• Passage:
%%

1. Field of the Invention
The present invention relates to an integrated circuit (IC) card, and more particularly, to a subscriber identity module (SIM) card and a system including the SIM card.
2. Description of the Related Art
A SIM card is a contact IC card using 8 pins (e.g., C1 to C8 in FIG. 2). The SIM card uses the 8 pins to support the International Organization for Standardization (ISO) 7816 interface, related to contact IC cards.
The SIM card stores various types of user information, such as a serial number of a communication terminal, a bank account number, a registered phone number, or a text message of a user. Examples of SIM card implementations include a SIM card mounted to a global system for mobile communications (GSM) terminal, a universal subscriber identity module (USIM card mounted to code division multiple access (CDMA) terminals, and a roaming subscriber identity module (R-SIM) card mounted to both GSM and CDMA terminals.
Because the number of pins of the SIM card is limited, interface protocols that can be used with the SIM card are also limited. For example, five pins of the SIM card are used for the ISO 7816 interface protocol, which is the basic interface protocol of the SIM card. When the SIM card is used in a high-end product, the remaining three pins of the SIM card may be used, for example, for a universal serial bus (USB) interface protocol or a multi-media card (MMC) interface protocol. The USB interface protocol, developed by Intel, Compaq, IBM, Digital Equipment Corporation (DEC), Microsoft, NEC and Northern Telecom, enables peripheral devices to interface with host computers, for example. The MMC interface protocol relates to MMC flash memory cards, which are primarily used in portable digital devices.
The SIM card uses all eight pins for an ISO 7816 interface in conjunction with a USB interface or an MMC interface. In the SIM card market, SIM cards supporting contactless wireless communication, such as the ISO 14443 interface protocol, are required to provide additional services. Such SIM cards may be used in products that receive and transmit large amounts of data, and that require high speed processing. These additional services may include, for example, transportation cards, financial payments, electronic money transactions and office access management. However, the SIM card cannot provide various interfaces, due to the limitations in the number of pins in the SIM card and its size.

SUMMARY OF THE INVENTION

An aspect of the present invention provides a system including a subscriber identity module (SIM) card and a communication circuit. The communication circuit communicates with an external device through a first wireless interface, and communicates with the SIM card through a second wireless interface. The SIM card may include a functional circuit core, an antenna and a transceiver connected to the functional circuit core and the antenna. The transceiver may be configured to transmit and/or receive a data signal between the functional circuit core and the communication circuit through the antenna, where the communication circuit uses the second wireless interface.

%%

• Records shown:
%%

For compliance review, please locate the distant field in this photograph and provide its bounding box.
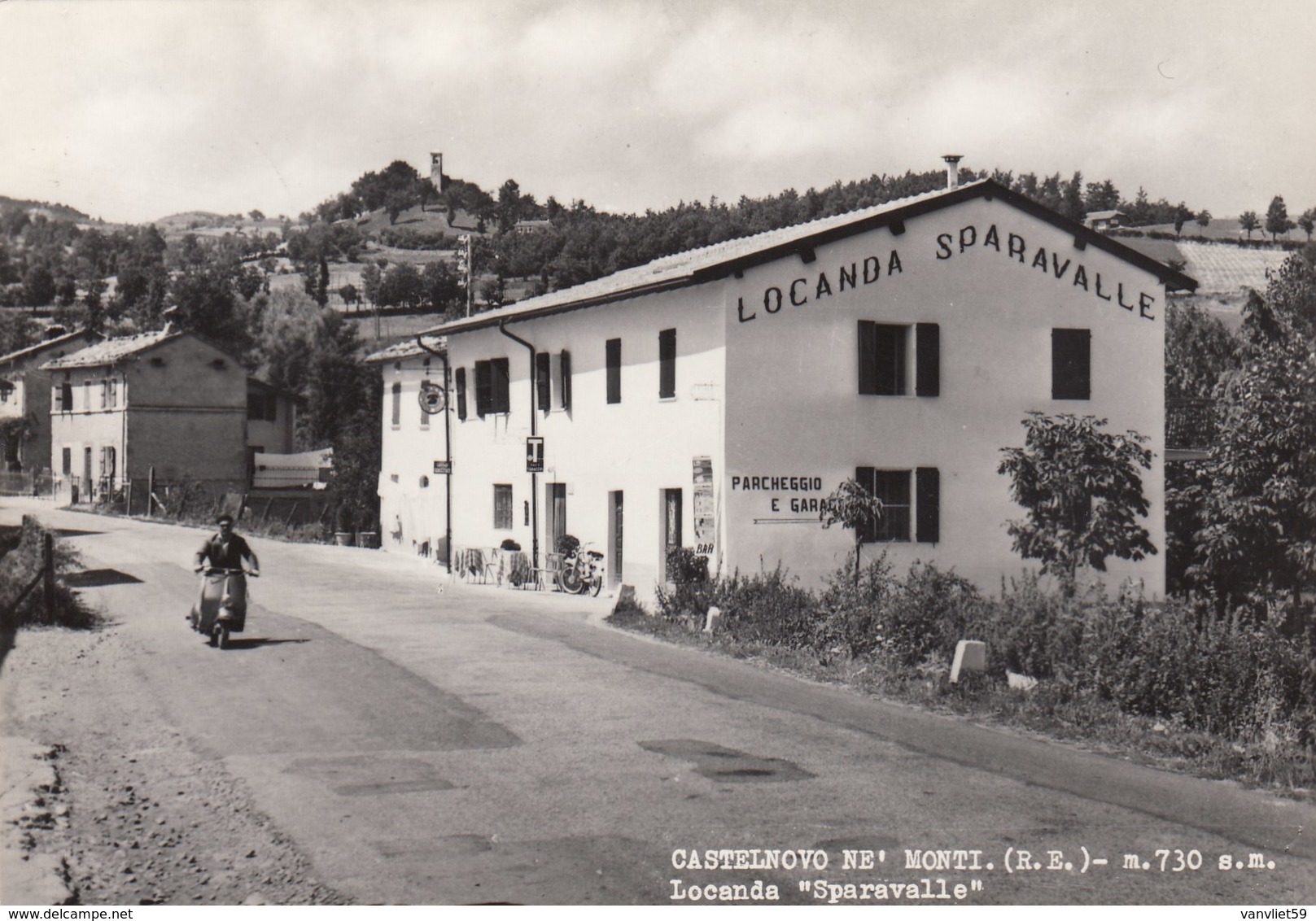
[1178,242,1290,294]
[1137,216,1307,243]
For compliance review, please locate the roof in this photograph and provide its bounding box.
[426,179,1197,333]
[0,329,100,364]
[366,335,448,364]
[41,326,186,369]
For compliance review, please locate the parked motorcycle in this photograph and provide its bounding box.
[188,567,260,648]
[561,548,603,597]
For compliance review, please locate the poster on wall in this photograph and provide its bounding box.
[695,456,717,557]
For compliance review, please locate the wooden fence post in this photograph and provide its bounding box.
[41,531,55,624]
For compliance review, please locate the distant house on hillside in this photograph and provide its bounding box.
[42,328,249,503]
[0,329,104,474]
[512,220,553,234]
[1083,211,1128,230]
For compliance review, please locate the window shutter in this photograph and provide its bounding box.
[490,358,512,413]
[859,320,878,395]
[915,322,941,396]
[535,351,553,412]
[606,339,621,403]
[854,463,877,543]
[913,467,941,543]
[475,362,493,418]
[562,351,571,411]
[658,329,676,399]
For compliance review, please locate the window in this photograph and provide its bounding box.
[559,350,571,412]
[658,329,676,400]
[604,334,621,403]
[453,369,466,421]
[859,320,941,396]
[535,351,553,412]
[475,358,510,417]
[854,467,941,543]
[1051,329,1092,400]
[493,482,512,530]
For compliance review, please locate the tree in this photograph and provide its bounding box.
[998,412,1156,595]
[339,282,359,309]
[1060,172,1083,222]
[1165,301,1239,400]
[819,479,881,586]
[22,263,55,307]
[361,263,383,307]
[1266,194,1294,242]
[1174,201,1192,237]
[1297,208,1316,243]
[1190,255,1316,608]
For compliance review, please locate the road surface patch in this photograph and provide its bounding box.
[640,738,817,783]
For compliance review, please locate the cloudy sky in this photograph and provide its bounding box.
[0,0,1316,222]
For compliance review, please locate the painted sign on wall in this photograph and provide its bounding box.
[693,456,717,557]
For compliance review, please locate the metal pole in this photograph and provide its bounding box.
[497,320,548,569]
[41,531,55,624]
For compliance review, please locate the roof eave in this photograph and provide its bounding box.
[425,179,1197,335]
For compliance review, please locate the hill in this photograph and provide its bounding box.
[0,194,91,222]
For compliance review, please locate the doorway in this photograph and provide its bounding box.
[544,482,567,552]
[658,490,682,582]
[608,490,623,588]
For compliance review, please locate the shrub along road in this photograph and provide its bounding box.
[0,507,1316,906]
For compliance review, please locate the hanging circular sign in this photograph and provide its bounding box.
[420,380,448,416]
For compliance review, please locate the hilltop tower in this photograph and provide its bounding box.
[429,150,448,192]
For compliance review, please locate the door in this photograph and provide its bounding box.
[658,490,682,582]
[544,482,567,552]
[608,490,621,588]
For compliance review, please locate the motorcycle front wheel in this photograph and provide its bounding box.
[562,565,584,595]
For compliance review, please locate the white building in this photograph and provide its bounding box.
[408,177,1195,597]
[366,335,448,563]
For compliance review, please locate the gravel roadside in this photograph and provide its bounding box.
[0,625,348,906]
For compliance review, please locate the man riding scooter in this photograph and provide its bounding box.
[188,514,260,646]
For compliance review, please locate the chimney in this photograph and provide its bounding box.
[941,154,964,188]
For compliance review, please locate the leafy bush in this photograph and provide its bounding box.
[553,535,580,557]
[0,514,96,629]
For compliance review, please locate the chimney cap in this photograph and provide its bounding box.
[941,154,964,188]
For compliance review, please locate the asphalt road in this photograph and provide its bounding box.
[0,503,1316,906]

%%

• Problems:
(1) Answer these questions using the passage on SIM cards.
(a) How many pins does a SIM card use as a contact IC card?
(b) How many of those pins are used for the ISO 7816 interface protocol?
(c) Through which interface does the communication circuit communicate with the SIM card?
(2) Render the rows as a numbered list, leaving out blank lines. Begin with the row line containing "For compliance review, please locate the chimney in" and continue through the final row.

• Solutions in order:
(1)
(a) 8 pins
(b) Five
(c) The second wireless interface

(2)
1. For compliance review, please locate the chimney in this photograph and provide its bounding box.
2. [941,154,964,188]
3. For compliance review, please locate the leafy bush in this photograph and provide its bounding box.
4. [553,535,580,557]
5. [0,514,96,629]
6. For compliance review, please locate the chimney cap in this photograph and provide its bounding box.
7. [941,154,964,188]
8. For compliance review, please locate the asphalt road in this photograph and provide its bounding box.
9. [0,503,1316,906]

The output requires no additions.